_Ausgewählter Text_:
Manchmal muss auch Hausarbeit sein und da läuft meist das Radio. Und beim Bügeln hab ich heute hintereinander gleich zwei Beiträge gehört, die gut zu der Frage passen, wofür wir eigentlich arbeiten.
Im Journal-Panorama (noch 7 Tage zum nachhören) ging es um Burnout. Ob das jetzt wirklich eine neue „Krankheit“ ist, oder nur eine neue Bezeichnung für etwas, was es schon lange gibt, oder nur ein Hype, der vor allem manchen viel Geld bringt, ist nicht ganz klar. Obwohl man Burnout, so hieß es dort, nicht wirklich diagnostizieren kann und auch nicht genau weiß, was das eigentlich ist, ist er inzwischen die Hauptursache für Frühpensionen – und die Prävention, vor allem aber die Behandlung und Rehabilitation, hat sich zu einem aufstrebenden Geschäftsfeld entwickelt.
Es ist ein hochpreisiges Angebot an Sanatorien und Privatkliniken – 24 solcher Anbieter hat der „Relax Guide“ (offensichtlich braucht man heute zum Entspannen schon eine Gebrauchsanweisung) getestet. Kostenpunkt 800 – 4000 € pro Woche, Erfolg nicht garantiert, Qualitätskriterien: keine. Das ist ein freier Markt, meint der Tester, da weiß man nicht immer, was man kauft. Für Menschen mit kleinerer Geldbörse gibt es meist bestenfalls Medikamente, Psychopharmaka, damit sie wieder funktionieren. Die Warteliste für von der Krankenkasse bezahlte Reha-Aufenthalte ist lang, wer bis dorthin nicht von selbst gesund ist, dem ist vermutlich eh nicht mehr zu helfen.

_Ortsangaben mit einem Punkt pro Vorkommen_:
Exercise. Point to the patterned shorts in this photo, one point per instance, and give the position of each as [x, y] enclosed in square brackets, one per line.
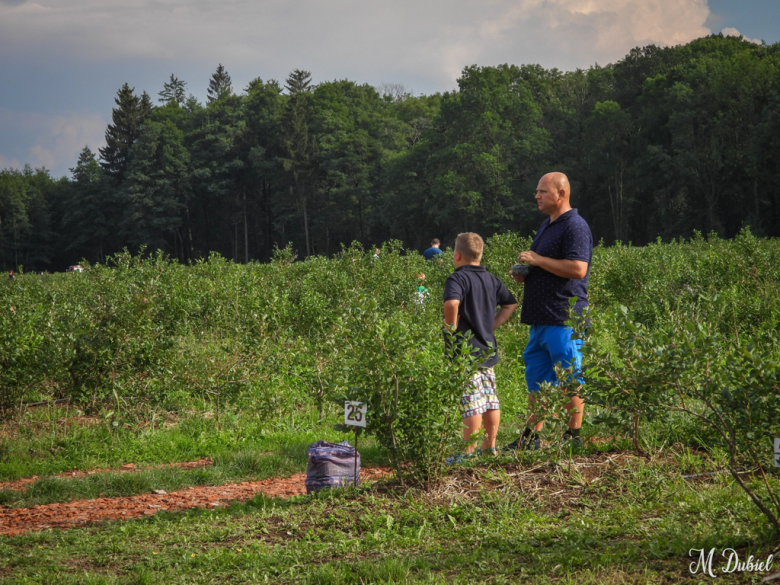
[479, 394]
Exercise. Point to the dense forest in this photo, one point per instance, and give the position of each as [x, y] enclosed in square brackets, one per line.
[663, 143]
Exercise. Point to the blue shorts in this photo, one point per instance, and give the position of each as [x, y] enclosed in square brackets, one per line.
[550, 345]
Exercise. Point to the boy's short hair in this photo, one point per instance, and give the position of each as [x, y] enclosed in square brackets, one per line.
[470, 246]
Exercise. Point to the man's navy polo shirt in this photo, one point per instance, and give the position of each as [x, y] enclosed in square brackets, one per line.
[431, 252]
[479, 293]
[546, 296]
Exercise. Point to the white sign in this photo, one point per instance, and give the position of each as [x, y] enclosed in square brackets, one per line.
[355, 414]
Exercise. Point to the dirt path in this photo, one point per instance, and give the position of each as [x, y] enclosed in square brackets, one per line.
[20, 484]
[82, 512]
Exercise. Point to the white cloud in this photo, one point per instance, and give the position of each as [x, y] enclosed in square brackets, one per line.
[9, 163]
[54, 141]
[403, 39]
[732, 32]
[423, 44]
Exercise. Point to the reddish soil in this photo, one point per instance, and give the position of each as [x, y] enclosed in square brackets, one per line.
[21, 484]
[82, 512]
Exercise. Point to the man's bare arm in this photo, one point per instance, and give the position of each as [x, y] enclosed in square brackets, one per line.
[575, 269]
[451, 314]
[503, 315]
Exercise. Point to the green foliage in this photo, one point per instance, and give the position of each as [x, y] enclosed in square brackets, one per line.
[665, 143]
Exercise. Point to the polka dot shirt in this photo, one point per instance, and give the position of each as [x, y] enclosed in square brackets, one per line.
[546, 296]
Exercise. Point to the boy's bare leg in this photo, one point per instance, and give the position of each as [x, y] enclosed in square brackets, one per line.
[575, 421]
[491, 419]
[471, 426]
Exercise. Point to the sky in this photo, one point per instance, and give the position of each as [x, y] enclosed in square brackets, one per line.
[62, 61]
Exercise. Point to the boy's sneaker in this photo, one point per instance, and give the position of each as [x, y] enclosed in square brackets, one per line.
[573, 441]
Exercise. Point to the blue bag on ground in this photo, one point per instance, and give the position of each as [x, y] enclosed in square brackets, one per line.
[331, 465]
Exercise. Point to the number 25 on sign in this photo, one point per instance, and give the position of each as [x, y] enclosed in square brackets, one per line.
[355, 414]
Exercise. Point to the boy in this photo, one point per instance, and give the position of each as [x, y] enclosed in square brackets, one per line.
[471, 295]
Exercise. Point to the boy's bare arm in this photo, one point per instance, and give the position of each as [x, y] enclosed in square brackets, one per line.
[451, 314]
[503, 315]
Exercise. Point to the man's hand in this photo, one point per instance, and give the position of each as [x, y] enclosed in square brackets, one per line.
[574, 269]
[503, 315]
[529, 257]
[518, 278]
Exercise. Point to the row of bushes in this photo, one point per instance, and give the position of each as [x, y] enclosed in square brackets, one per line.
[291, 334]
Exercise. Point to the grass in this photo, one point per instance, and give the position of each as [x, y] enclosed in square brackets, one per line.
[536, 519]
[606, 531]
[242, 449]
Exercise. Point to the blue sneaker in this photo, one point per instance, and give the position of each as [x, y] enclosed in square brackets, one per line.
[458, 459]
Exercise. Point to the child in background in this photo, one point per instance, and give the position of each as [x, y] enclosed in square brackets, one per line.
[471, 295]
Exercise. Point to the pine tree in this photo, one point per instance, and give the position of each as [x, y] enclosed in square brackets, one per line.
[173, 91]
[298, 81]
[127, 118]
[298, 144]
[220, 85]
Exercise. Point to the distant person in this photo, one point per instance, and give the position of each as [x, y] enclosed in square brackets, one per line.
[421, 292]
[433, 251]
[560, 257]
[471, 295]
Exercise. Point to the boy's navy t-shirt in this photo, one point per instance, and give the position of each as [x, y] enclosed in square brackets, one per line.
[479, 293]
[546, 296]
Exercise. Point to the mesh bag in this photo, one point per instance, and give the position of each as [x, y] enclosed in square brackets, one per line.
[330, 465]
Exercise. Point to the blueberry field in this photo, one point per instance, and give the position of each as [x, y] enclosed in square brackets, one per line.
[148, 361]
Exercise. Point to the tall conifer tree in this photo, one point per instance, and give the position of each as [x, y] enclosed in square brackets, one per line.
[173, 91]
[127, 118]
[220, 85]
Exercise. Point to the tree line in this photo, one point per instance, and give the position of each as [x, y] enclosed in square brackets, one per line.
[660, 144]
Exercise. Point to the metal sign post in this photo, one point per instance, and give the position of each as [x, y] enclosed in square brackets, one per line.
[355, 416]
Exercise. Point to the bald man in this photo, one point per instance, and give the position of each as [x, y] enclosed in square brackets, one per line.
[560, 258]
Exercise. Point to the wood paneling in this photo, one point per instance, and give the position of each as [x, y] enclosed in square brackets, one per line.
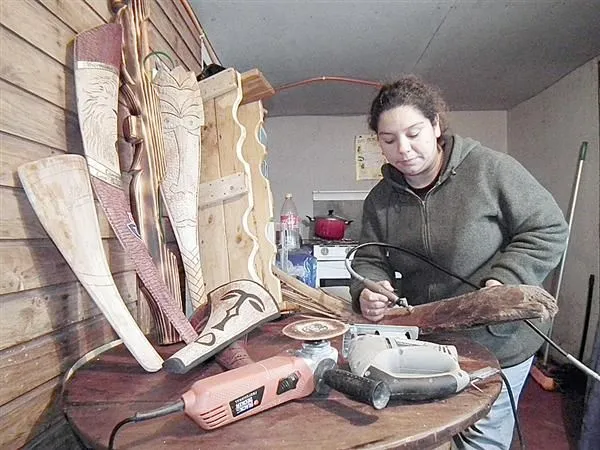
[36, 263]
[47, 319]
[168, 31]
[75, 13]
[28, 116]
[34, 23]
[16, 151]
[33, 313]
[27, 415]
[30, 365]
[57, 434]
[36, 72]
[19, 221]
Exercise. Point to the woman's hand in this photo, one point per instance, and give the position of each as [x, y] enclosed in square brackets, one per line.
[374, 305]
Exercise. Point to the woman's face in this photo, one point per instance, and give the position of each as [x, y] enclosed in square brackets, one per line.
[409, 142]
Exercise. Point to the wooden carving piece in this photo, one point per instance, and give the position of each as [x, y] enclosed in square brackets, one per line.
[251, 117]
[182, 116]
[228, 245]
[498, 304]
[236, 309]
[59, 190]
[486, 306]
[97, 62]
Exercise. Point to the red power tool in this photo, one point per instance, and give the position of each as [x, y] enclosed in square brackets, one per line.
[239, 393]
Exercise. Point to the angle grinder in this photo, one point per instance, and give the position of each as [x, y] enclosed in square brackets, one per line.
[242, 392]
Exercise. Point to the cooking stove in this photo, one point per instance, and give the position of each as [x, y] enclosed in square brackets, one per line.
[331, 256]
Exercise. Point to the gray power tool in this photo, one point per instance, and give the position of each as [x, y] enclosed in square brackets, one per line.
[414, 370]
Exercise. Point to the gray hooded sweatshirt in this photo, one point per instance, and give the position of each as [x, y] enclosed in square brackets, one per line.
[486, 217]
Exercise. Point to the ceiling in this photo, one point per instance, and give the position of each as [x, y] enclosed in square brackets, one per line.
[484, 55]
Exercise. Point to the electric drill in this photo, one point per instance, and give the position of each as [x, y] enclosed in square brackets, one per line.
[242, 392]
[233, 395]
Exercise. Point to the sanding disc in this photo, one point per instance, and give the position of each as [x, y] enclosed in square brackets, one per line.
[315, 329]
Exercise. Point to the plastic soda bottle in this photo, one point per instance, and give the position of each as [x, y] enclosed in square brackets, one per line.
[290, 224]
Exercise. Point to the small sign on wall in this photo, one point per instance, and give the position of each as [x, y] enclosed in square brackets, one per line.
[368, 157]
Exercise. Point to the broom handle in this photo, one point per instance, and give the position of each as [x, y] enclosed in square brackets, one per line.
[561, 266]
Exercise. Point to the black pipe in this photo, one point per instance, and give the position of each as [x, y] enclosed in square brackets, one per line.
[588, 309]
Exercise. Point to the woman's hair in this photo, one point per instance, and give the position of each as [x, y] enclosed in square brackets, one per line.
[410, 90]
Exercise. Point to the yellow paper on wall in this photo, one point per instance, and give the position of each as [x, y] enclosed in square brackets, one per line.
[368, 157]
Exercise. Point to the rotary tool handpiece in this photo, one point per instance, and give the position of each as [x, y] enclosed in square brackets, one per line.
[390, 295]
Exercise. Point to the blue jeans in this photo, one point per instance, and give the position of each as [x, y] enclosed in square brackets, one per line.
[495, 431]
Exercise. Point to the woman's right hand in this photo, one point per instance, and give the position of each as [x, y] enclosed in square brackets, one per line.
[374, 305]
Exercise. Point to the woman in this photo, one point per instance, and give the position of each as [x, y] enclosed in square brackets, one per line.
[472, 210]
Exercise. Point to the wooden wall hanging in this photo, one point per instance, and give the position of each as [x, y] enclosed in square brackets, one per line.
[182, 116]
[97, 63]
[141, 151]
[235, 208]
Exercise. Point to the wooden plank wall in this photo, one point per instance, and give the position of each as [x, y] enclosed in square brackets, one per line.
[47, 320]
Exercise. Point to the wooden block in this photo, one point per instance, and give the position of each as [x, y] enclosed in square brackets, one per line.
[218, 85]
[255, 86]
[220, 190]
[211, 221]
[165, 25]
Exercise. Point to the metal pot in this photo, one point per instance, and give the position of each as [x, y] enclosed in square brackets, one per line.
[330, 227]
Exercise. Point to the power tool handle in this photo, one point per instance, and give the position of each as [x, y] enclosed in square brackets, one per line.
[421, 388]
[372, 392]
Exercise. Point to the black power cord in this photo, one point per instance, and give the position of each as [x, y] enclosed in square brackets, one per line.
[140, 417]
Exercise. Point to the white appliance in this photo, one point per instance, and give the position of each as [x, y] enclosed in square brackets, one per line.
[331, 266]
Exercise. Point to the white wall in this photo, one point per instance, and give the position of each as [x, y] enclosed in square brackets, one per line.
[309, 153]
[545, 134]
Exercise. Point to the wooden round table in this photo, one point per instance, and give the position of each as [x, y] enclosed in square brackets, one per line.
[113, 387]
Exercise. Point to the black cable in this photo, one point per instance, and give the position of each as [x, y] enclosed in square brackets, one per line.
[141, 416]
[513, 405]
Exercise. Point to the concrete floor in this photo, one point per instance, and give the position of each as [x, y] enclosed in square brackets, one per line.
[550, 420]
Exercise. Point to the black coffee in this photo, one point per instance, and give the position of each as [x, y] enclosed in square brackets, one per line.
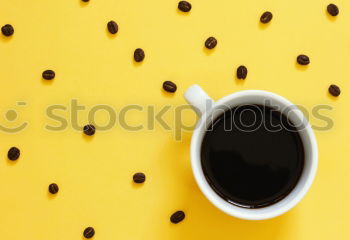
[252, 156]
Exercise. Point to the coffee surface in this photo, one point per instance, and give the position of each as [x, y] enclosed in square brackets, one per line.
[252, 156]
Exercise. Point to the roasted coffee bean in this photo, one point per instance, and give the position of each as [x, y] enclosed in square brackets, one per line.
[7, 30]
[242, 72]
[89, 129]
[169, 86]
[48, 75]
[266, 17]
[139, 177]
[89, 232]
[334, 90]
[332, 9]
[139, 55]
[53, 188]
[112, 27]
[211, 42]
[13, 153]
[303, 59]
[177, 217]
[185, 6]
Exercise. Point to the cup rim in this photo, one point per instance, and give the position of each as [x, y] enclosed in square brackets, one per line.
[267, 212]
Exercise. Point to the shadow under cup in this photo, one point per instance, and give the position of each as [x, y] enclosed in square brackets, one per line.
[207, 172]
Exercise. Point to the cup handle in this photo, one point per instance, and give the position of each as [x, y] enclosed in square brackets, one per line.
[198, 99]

_Deine Aufgaben_:
1. Beantworte diese Fragen zum Text über Burnout:
(a) Bei welcher Hausarbeit lief das Radio?
(b) In welcher Sendung ging es um Burnout?
(c) Wie viele Anbieter hat der „Relax Guide“ getestet?
2. Schreib den Text über Burnout und seine Behandlung nach dem letzten Satz weiter.

_Lösungen_:
1.
(a) Beim Bügeln.
(b) Im Journal-Panorama.
(c) 24 Anbieter.

2.
Man muss also ziemlich viel arbeiten, damit man sich dann die Therapie leisten kann, wenn man sich überarbeitet. Aber immerhin, viele neue Arbeitsplätze, um die zu heilen, die davor zuviel gearbeitet haben, vielleicht, weil sie Angst hatten sonst ihren Arbeitsplatz zu verlieren.
Das Problem ist wohl, dass Burnout heute genau so wenig heilbar ist, wie Hysterie vor 100 Jahren (ich war gestern im Kino – Eine dunkle Begierde ;-)) – weil beide ihre Ursachen in der Verfasstheit der Gesellschaft selbst haben. Wer erschöpft ist, darf ja das nicht einfach sagen und sich ausruhen, sich Zeit für sich selbst gönnen, oder was immer ihr oder ihm gerade gut tut. Denn, es wird ja von dieser Person verlangt, etwas dagegen zu tun, man muss ja an sich arbeiten, um wieder arbeitsfähig zu werden.
Dann kam „Religion aktuell“. Und zur Jahreszeit passend wurde eine Geschenkidee der Caritas vorgestellt. Was schenkt man Menschen, die schon alles haben? Zum Beispiel einen Esel für Frauen in Burundi, einen Schlafsack für Wohnungslose oder eine Schuljause für Kinder in Not. Funktionieren tut das so, dass man diese Dinge bezahlt und der Beschenkte dann eine Weihnachtskarte bekommt oder auch ein T-Shirt.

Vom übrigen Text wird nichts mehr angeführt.